**Texte de la page:**
The Apprenticeship of Duddy Kravitz (1959; trad. L’apprentissage de Duddy Kravitz, 1960) est le quatrième roman de Mordecai Richler, et aussi son plus célèbre. Publié en 1959, il raconte l’histoire d’un jeune homme juif de Montréal obsédé par le statut, l’argent et la possession de terres. Cette satire mordante est un roman canadien incontournable. En plus de propulser Mordecai Richler sur la scène littéraire internationale, elle suscite de l’intérêt pour la littérature du Canada ici comme à l’étranger. Toutefois, le livre s’attire des critiques : certains perçoivent le personnage principal comme l’incarnation de stéréotypes antisémites. Mordecai Richler reçoit plusieurs prix ainsi qu’une nomination aux Oscars avec son coscénariste Lionel Chetwynd pour le scénario de l’adaptation cinématographique de 1974, réalisée par Ted Kotcheff.

Mordecai Richler
(© Martha Kaplan)

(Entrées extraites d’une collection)
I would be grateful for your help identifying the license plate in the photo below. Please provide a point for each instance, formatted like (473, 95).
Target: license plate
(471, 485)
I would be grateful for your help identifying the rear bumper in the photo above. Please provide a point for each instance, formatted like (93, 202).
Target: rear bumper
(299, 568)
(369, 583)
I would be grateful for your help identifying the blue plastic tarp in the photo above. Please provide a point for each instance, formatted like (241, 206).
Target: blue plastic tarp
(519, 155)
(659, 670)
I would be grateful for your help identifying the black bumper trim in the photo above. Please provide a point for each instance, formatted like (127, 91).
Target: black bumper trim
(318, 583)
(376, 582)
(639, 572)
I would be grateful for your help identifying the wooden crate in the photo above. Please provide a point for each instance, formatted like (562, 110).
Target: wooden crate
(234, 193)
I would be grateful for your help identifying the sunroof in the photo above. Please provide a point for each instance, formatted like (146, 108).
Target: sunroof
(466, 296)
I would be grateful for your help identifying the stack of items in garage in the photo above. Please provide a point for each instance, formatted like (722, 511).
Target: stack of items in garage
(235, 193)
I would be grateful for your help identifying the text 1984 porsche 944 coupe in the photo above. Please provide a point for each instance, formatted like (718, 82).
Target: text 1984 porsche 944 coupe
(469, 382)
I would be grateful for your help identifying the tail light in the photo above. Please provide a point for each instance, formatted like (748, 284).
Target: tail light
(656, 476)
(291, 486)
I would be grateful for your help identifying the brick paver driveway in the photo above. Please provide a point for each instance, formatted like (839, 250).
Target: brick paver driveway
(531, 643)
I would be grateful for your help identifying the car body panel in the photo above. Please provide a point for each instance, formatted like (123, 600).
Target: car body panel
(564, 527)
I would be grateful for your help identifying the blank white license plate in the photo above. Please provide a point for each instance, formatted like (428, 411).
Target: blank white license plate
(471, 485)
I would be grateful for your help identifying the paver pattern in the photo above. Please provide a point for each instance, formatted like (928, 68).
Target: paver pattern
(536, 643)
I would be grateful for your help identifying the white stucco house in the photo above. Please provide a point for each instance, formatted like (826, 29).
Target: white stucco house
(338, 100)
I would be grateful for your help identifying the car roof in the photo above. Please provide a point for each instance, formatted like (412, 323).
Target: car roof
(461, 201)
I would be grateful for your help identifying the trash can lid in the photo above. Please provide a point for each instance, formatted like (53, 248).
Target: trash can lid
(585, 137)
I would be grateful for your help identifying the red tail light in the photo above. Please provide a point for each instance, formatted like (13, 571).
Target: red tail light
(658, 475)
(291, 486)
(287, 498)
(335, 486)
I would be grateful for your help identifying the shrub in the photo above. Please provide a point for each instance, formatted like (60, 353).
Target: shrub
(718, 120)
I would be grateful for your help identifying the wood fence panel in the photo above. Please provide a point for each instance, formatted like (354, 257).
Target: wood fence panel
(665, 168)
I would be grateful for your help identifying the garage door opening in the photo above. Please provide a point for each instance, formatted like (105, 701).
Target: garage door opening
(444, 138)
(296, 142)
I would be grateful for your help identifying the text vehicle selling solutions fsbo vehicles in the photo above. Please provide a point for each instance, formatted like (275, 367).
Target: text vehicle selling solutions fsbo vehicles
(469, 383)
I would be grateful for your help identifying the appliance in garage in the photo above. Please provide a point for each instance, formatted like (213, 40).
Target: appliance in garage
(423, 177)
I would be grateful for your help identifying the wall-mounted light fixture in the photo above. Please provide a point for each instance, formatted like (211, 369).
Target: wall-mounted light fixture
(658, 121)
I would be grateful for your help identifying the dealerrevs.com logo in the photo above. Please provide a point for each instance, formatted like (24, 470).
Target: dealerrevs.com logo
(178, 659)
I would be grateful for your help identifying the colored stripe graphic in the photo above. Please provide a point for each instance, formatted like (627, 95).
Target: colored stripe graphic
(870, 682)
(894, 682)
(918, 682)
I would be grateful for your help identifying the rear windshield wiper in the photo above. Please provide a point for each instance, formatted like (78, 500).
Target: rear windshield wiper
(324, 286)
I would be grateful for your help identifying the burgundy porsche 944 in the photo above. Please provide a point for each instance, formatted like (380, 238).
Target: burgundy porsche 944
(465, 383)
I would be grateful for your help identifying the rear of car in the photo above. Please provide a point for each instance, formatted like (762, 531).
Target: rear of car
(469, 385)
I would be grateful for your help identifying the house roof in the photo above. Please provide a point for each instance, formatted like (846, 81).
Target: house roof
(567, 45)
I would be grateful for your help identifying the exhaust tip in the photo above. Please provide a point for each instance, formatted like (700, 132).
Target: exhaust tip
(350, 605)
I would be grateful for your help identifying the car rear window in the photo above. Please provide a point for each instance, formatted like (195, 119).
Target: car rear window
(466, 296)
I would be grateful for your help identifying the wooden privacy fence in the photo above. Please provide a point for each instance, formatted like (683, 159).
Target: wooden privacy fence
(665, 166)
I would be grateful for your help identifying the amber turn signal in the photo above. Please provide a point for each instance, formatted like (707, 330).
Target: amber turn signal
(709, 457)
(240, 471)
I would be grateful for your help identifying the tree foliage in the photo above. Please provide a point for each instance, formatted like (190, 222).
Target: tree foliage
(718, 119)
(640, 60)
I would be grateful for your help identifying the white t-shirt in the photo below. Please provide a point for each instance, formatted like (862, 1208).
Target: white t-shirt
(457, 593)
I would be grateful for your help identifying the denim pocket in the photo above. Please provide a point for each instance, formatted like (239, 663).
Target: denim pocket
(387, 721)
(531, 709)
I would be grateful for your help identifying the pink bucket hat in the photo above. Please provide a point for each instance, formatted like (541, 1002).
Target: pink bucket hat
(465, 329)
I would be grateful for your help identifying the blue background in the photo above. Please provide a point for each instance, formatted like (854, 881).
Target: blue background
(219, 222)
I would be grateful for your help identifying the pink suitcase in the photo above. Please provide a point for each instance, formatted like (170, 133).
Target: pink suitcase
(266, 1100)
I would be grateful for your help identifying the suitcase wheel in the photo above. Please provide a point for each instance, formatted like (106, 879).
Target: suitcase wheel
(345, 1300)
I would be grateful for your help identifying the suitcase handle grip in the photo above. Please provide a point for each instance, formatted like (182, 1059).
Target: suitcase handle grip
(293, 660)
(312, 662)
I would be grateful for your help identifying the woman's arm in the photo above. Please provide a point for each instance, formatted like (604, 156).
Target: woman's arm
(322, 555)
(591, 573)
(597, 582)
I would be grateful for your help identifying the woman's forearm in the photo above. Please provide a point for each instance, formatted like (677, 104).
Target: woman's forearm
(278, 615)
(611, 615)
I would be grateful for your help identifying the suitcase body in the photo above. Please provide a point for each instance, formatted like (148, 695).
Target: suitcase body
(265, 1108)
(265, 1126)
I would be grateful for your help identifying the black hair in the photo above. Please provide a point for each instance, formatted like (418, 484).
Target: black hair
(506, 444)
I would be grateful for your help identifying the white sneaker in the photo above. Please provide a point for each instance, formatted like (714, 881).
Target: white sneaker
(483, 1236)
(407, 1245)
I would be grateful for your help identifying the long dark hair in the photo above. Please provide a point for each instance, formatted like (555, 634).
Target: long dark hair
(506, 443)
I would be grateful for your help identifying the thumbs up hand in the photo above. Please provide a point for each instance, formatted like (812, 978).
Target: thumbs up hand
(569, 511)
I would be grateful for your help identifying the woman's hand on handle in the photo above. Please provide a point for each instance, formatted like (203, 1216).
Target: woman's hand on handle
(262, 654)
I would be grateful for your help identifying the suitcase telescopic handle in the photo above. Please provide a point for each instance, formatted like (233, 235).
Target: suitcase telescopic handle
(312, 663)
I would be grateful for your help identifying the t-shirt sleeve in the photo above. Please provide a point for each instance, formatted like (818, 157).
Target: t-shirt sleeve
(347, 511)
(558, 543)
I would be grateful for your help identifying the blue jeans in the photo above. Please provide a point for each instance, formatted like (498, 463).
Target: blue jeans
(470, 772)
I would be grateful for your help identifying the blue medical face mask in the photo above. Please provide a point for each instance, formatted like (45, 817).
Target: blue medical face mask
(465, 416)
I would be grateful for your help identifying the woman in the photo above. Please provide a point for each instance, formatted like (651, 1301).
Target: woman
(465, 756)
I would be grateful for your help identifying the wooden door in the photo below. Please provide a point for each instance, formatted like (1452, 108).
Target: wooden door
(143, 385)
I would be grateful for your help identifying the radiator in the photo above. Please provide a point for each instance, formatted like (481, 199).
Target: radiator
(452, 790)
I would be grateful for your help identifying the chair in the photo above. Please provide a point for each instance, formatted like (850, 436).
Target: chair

**Exercices:**
**1.** Répondez à ces questions à partir du texte sur le roman de Mordecai Richler.
(a) En quelle année paraît la traduction française du roman ?
(b) Qui réalise l’adaptation cinématographique de 1974 ?
(c) Avec qui Mordecai Richler est-il nommé aux Oscars ?
**2.** Indiquez si chacune de ces affirmations concorde avec le texte sur le roman de Mordecai Richler, en répondant par oui ou par non et en citant les mots du texte qui tranchent.
(a) Ce roman est le troisième de Mordecai Richler.
(b) Le personnage principal est un jeune homme juif de Montréal.
(c) Le livre n’a fait l’objet d’aucune critique.
**3.** Rédigez la suite du texte sur le roman de Mordecai Richler, à partir de l’endroit où il s’arrête.

**Réponses aux exercices:**
**1.**
(a) En 1960.
(b) Ted Kotcheff.
(c) Avec son coscénariste Lionel Chetwynd.

**2.**
(a) Non : « est le quatrième roman de Mordecai Richler ».
(b) Oui : « l’histoire d’un jeune homme juif de Montréal ».
(c) Non : « le livre s’attire des critiques ».

**3.**
Origines

Mordecai Richler naît le 27 janvier 1931 à Montréal. Petit-fils d’un rabbin, il grandit sur la rue Saint-Urbain dans le Mile-End, quartier populaire juif. C’est dans ce quartier que se situe la majeure partie de l’action de L’apprentissage de Duddy Kravitz, dont le protagoniste est né à peu près en même temps que l’auteur.

À l’âge de 19 ans, inspiré par les écrivains de la génération perdue, Mordecai Richler déménage à Paris. C’est là qu’il écrit son premier livre, The Acrobats, publié en 1954. Après un bref retour à Montréal, pendant lequel il travaille pour la CBC, il déménage à Londres, où il vivra 20 ans et publiera sept romans. Les deux premiers donnent le ton pour L’apprentissage de Duddy Kravitz : tout d’abord, Son of a Smaller Hero (1955; trad. Mon père, ce héros, 1975) se déroule également dans le quartier montréalais de son enfance, mais le traite de manière plus crue et réaliste. A Choice of Enemies (1957; trad. Le choix des ennemis, 1959), pour sa part, met en scène un groupe d’écrivains et de cinéastes ayant fui l’Amérique de McCarthy pour vivre à Londres. Mordecai Richler y emploie un ton encore plus satirique, le même qui sera plus tard mis à profit dans L’apprentissage de Duddy Kravitz.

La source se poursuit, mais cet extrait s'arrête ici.